> [What this task involves]:
In the entries below, how many lines hold the word "building"? Answer with the number only.

Information shown START

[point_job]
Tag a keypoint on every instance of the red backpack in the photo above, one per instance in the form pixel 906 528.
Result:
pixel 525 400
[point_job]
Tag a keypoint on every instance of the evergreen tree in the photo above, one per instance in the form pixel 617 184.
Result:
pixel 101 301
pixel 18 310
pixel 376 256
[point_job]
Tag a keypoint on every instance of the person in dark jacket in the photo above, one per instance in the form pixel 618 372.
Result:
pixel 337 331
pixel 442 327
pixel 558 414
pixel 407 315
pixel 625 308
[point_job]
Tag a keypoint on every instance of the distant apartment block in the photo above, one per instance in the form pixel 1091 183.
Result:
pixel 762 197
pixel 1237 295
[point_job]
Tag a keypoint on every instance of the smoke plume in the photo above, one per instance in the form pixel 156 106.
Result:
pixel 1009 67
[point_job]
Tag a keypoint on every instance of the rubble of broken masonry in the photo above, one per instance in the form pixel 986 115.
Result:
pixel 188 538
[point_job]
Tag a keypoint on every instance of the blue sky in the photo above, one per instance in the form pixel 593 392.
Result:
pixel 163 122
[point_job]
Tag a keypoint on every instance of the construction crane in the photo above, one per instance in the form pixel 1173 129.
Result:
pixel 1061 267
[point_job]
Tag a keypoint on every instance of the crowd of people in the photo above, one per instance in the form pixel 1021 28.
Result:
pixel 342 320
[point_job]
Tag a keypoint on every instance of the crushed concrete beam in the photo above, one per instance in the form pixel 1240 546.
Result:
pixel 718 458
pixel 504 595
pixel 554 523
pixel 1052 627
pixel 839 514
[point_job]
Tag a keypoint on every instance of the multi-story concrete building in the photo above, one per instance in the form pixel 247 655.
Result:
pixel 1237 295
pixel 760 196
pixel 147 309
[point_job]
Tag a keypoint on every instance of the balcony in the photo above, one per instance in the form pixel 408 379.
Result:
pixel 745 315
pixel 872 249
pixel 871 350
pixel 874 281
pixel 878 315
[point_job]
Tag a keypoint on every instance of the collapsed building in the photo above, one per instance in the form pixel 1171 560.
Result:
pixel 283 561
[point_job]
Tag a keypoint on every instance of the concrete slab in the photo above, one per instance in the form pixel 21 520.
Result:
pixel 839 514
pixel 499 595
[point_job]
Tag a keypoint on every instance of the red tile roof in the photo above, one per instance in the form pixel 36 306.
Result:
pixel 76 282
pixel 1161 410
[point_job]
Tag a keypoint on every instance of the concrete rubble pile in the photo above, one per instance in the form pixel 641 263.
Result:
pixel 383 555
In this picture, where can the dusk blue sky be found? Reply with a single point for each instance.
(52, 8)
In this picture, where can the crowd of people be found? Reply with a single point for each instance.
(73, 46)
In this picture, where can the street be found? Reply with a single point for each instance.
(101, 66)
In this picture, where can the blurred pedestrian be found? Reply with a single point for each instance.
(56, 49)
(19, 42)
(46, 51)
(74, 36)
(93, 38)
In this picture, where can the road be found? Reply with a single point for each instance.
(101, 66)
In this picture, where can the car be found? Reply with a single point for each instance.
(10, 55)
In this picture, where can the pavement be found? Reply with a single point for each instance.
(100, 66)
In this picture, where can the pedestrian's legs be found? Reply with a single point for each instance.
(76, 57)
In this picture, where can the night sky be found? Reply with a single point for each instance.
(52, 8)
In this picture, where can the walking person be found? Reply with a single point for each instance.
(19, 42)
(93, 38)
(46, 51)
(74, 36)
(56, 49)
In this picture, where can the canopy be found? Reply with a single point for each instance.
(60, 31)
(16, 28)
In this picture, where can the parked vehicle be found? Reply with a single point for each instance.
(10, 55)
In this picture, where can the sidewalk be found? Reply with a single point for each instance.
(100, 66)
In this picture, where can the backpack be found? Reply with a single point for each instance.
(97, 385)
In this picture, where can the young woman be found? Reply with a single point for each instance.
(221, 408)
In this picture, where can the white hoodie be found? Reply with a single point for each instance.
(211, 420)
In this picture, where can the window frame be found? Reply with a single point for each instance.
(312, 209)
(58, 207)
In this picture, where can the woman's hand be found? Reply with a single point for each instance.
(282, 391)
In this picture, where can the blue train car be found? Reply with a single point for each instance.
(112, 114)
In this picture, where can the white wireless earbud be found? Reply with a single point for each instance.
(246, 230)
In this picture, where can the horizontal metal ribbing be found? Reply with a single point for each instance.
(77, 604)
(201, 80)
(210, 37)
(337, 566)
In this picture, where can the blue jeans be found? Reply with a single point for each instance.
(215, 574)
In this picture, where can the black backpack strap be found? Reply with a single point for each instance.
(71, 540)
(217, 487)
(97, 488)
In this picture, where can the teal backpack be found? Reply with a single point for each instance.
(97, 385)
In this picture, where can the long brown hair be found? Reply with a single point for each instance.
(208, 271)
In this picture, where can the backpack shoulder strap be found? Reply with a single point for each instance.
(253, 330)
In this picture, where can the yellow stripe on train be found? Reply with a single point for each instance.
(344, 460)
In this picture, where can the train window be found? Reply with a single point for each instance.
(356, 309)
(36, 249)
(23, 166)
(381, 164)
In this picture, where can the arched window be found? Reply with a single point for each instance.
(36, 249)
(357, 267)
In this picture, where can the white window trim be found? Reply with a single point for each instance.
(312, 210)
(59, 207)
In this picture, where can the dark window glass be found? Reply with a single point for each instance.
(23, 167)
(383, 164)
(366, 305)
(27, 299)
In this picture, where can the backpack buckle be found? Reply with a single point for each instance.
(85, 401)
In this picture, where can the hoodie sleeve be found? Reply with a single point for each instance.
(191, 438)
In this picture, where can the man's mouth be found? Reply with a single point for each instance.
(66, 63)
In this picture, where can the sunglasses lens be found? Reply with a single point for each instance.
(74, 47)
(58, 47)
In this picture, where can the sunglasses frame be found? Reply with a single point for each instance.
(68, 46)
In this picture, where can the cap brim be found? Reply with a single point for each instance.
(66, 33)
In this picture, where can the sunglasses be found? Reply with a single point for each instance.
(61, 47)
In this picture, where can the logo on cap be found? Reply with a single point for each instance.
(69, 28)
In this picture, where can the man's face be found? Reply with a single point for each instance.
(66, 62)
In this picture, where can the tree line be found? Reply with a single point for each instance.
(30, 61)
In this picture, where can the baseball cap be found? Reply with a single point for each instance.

Information shown END

> [Problem solution]:
2